Histoire de fantômes à Saint-Nazaire

"Des gens en dédicace m’ont demandé s’ils pouvaient lire le deuxième tome sans avoir lu le premier. J’ai fait en sorte. Quand bien même on aurait lu le premier, c’est un nouveau départ. C’est pour cette raison que j’ai décidé de proposer cette mise en scène, proche de l’animation. Le personnage est recouvert d’un drap, comme un linceul, et se lève pour aller hanter. Ce personnage, c’est moi enfant. Je me suis construit un petit personnage d’après le souvenir que j’ai de mon enfance. Une des ambitions d’Au Travail était de parler du travail en bande dessinée, d’où il venait, pourquoi je m’y accrochais à ce point alors que j’y rencontre énormément de difficultés, notamment matérielles. Je vais à la rencontre de mon père et d’autres figures tutélaires de mon histoire personnelle. Je viens d’une famille où il y avait beaucoup de femmes et peu d’hommes. Je recherche la trace des hommes et je dialogue avec eux. Le personnage principal d’Au Travail 2, c’est mon cousin, Emile Tessier, que j’ai pas mal côtoyé après la mort de mon père. Le petit fantôme s’en va à sa rencontre. Quand j’étais petit, je dessinais sur du papier orange que me ramenait ma tante et marraine de son travail en radiologie médicale. C’est un papier qui servait à envelopper les clichés radiologiques, des photographies de l’intérieur du corps humain..."

-
- © © Olivier Josso Hamel & L'Association, 2016

Réinterpréter Tintin

"Dans le tome 1 d’Au travail, j’ai rendu hommage à La Mauvaise tête de Franquin [une aventure de Spirou parue en 1957, NDLR]. Dans le tome 2, je propose une relecture de L’Île Noire de Hergé (dans sa première version). C’est un livre que j’ai découvert enfant et qui m’a beaucoup marqué. Je ne savais pas lire quand j’ai découvert ces BD - et ce sont des séquences et des images, et non les récits, qui me hantent depuis. Un chercheur belge du nom de Pierre Sterckx a énoncé le principe de 'case mémorable': il s’est rendu compte que de nombreux lecteurs de BD avaient en commun certaines images bien précises qui nous marquent parce qu’elles ont des contenus qui nous interpellent et nous hantent toute notre vie. La BD m’a permis de comprendre les non-dits de ma vie personnelle. Dans cette relecture de L’Île noire, je ne me contente pas de scanner des images de Hergé. Ce n’est pas mon propos. Il s’agit de rendre hommage à son travail et de mouiller la chemise. J’ai tout redessiné. Pour les couleurs, c’est des bandes de papier découpées et collées les unes sur les autres. J’ai réalisé plusieurs versions de ces pages-là. La première était beaucoup plus proche d’Hergé. Elle aurait pu poser des problèmes au niveau juridique. Et elle était trop sage, trop respectueuse du modèle. La deuxième version est plus personnelle. Enfant, ce gorille me faisait très peur. Et mon cousin Emile, qui parlait peu, avait un profil très simiesque. Il y avait des parallèles..."

VOTRE CONSIGNE
Pouvez-vous poursuivre le texte sur la bande dessinée Au Travail à partir de sa dernière phrase ? La liste qui suit n'est d'aucune utilité ici.

DONNÉES FOURNIES
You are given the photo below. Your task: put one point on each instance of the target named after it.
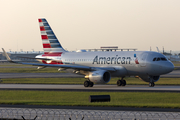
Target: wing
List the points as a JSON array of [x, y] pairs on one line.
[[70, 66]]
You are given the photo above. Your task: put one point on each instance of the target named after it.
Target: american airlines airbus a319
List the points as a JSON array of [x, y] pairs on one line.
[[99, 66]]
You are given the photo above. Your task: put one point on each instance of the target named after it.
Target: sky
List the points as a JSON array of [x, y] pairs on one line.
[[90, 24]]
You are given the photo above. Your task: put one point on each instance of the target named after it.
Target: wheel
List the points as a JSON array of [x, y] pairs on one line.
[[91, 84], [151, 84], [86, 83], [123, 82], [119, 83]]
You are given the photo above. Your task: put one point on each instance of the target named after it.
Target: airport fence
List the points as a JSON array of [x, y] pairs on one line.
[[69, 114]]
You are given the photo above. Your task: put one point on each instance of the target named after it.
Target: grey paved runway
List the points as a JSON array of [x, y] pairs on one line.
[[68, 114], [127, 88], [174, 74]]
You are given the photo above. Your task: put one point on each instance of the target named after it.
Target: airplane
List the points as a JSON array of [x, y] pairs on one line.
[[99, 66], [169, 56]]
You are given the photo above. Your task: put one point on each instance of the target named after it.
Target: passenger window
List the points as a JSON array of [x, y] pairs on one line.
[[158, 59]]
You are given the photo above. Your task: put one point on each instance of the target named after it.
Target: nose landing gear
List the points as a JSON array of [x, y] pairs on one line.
...
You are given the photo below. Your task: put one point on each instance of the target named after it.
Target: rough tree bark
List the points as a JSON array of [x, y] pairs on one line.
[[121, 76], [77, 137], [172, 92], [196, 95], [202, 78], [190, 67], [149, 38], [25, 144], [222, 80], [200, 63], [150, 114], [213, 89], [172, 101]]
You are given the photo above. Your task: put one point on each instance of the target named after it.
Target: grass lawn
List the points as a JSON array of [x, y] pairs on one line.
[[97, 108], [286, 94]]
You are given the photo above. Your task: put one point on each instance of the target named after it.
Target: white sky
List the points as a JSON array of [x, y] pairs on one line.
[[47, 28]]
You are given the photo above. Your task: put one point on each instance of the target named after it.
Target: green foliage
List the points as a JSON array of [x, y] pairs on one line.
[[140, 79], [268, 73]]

VOTRE RÉPONSE
-
- © © Olivier Josso Hamel & L'Association, 2016

La BD adulte

"Je parle ici de la découverte, étant enfant, de la BD adulte. Chez mon grand cousin, il y avait beaucoup de livres et une bibliothèque aux toilettes: un jour, je suis tombé sur Les Frustrés de Claire Bretécher, Ils sont moches de Jean-Marc Reiser et L’Ascension sociale de Monsieur Lambert de Jean-Jacques Sempé. Trois ouvrages auxquels je ne comprenais pas grand chose, mais qui m’ont permis de découvrir un graphisme en noir et blanc, un trait très personnel, tous les trois différents. Mais j’avais tendance à les associer parce qu’ils se trouvaient au même lieu, aux toilettes. C’était à la fois très attirant, très sombre et très différent de ce que je connaissais. A l’époque, j’avais surtout lu les classiques: Tintin, Lucky Luke, Astérix et Spirou. Dans cette planche, le texte n’est pas intelligible parce qu’enfant je ne comprenais pas grand chose à ces histoires. Sempé, Reiser et Bretécher m’ont fasciné, mais j’ai bien senti à l’époque que c’était un peu tôt. J’y suis revenu plus tard. Je ne sais pas ce que quelqu’un de 25 ans penserait du travail de ces trois-là, mais pour moi c’est vraiment les meilleurs dessinateurs du monde."

Olivier Josso Hamel, Au travail 2, L’Association, collection Eperluette, 104 pages, 25 euros.